**Given request:** Count the lines in the records below that contain the string "with", treating uppercase and lowercase as distinct, and give only that number.
** begin Stored records **
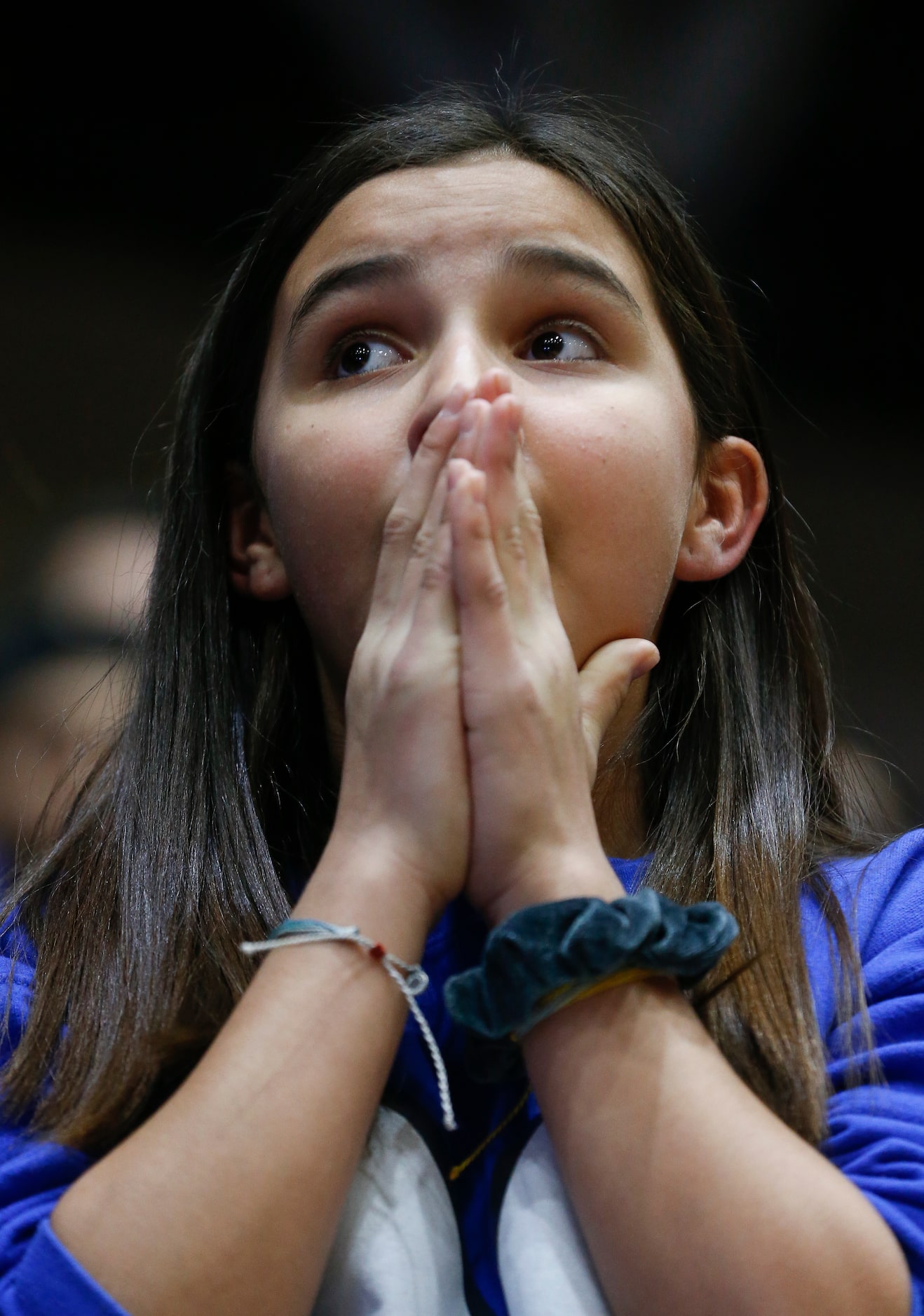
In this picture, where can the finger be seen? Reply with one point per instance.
** end Stored records **
** begin Stored records **
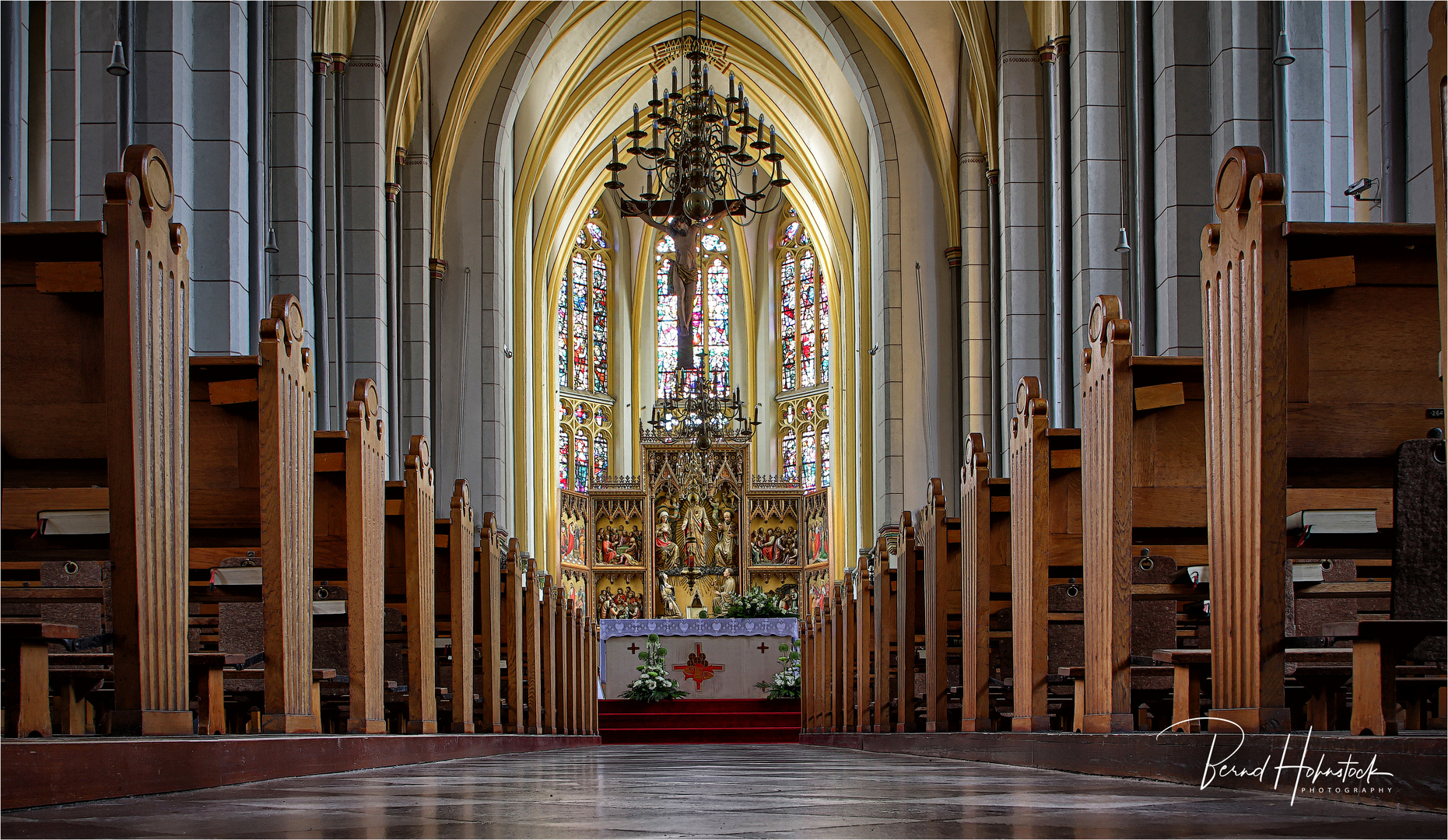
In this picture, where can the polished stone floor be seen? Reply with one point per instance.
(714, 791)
** end Stored records **
** begin Stored records **
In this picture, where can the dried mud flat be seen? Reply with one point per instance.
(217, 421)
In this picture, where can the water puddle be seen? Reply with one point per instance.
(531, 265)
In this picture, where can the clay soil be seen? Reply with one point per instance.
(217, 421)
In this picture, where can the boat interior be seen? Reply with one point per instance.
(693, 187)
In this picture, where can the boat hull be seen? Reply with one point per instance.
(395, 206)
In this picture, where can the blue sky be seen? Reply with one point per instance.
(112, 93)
** end Stored records **
**Solution to the exercise:** 8